_What is required_
Starting with the line that has "sweatband, placing one marker per instance" in it, repeat every line through the last one, word for word, and give nothing more.

_Information shown_
- - - - - - -

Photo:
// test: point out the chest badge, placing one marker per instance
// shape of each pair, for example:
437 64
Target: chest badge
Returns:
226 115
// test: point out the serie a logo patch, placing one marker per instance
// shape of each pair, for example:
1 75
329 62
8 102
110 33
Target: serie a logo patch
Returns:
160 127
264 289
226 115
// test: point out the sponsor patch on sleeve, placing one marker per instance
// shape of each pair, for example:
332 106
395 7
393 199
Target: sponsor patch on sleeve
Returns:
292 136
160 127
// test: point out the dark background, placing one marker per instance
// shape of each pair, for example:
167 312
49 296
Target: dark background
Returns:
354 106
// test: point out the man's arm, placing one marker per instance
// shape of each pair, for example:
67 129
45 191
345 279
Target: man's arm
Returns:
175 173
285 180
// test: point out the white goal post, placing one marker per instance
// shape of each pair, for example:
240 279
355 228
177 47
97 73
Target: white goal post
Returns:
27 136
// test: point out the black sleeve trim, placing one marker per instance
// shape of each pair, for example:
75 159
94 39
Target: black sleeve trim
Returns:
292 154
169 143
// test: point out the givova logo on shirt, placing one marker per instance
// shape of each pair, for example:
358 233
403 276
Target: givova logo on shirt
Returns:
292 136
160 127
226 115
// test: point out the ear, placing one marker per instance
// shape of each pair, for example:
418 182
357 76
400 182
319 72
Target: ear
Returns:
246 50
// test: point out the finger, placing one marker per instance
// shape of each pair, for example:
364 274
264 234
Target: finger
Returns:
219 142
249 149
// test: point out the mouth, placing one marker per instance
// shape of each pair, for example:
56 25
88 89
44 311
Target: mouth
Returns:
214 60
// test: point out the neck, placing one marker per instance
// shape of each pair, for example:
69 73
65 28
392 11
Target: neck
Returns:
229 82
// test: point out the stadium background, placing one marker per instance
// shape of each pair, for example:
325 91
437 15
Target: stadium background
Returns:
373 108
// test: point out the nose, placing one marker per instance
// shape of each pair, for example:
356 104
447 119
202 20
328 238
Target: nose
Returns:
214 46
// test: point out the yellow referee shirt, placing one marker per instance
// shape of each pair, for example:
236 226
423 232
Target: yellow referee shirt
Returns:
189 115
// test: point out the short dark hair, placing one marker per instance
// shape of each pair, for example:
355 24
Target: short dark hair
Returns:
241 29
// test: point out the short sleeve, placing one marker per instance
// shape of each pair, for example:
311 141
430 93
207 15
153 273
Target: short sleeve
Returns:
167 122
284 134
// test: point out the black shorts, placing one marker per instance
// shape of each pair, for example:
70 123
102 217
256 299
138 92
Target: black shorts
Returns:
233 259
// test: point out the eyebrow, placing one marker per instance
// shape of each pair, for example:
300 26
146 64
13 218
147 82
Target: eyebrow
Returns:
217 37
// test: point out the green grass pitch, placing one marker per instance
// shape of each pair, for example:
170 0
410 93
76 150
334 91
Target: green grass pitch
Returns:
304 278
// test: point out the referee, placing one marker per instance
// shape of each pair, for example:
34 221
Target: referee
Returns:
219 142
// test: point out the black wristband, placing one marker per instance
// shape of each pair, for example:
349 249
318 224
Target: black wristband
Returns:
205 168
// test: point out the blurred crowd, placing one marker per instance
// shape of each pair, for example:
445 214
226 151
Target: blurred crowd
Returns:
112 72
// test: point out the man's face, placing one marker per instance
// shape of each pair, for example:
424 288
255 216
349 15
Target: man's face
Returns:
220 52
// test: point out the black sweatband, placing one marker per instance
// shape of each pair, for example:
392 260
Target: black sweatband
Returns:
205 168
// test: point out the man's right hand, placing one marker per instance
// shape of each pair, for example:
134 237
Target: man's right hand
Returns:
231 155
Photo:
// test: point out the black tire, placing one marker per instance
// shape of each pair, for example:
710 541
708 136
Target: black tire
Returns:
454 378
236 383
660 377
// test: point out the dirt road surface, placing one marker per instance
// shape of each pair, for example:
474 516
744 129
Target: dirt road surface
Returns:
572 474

- - - - - - -

_Full output_
// test: point out the black sweatband, placing one marker per instance
// shape of each pair, for example:
392 260
Target: black sweatband
Returns:
205 168
// test: point out the man's right hand, placing one marker per instance
// shape of each pair, for example:
134 237
Target: man's right hand
Returns:
231 155
Photo:
// test: point out the black tire, placing one marker per instance
// shape of each pair, for example:
710 541
708 136
Target: black tire
Returns:
454 378
236 383
660 377
// test: point out the dirt road surface, placing one marker per instance
// shape of each pair, for example:
474 516
744 129
Target: dirt road surface
Returns:
572 474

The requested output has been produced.